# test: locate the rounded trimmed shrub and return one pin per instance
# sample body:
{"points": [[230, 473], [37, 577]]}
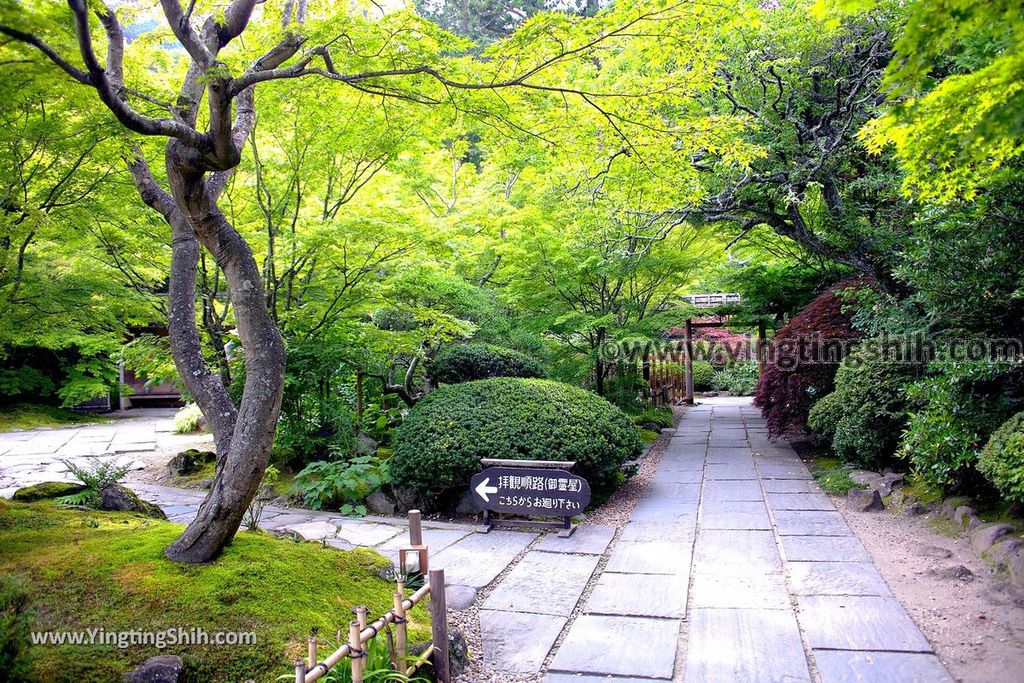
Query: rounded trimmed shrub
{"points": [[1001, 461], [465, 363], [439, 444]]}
--*--
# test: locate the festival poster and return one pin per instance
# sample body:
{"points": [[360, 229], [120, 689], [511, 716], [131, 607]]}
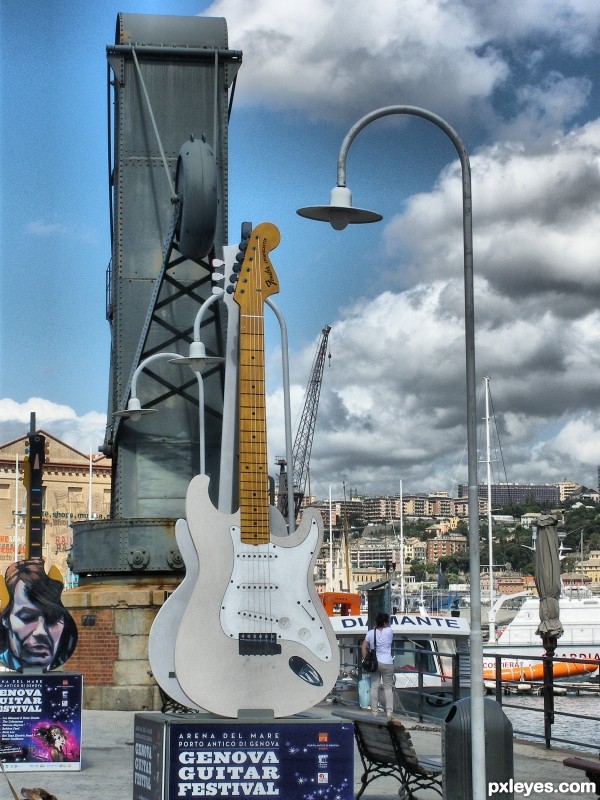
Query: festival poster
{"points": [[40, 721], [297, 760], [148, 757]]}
--*--
#### WRITTEN EXERCISE:
Count the lines in the records above that contain the word "instance", and give only the number.

#### WRITTEN REPLY:
2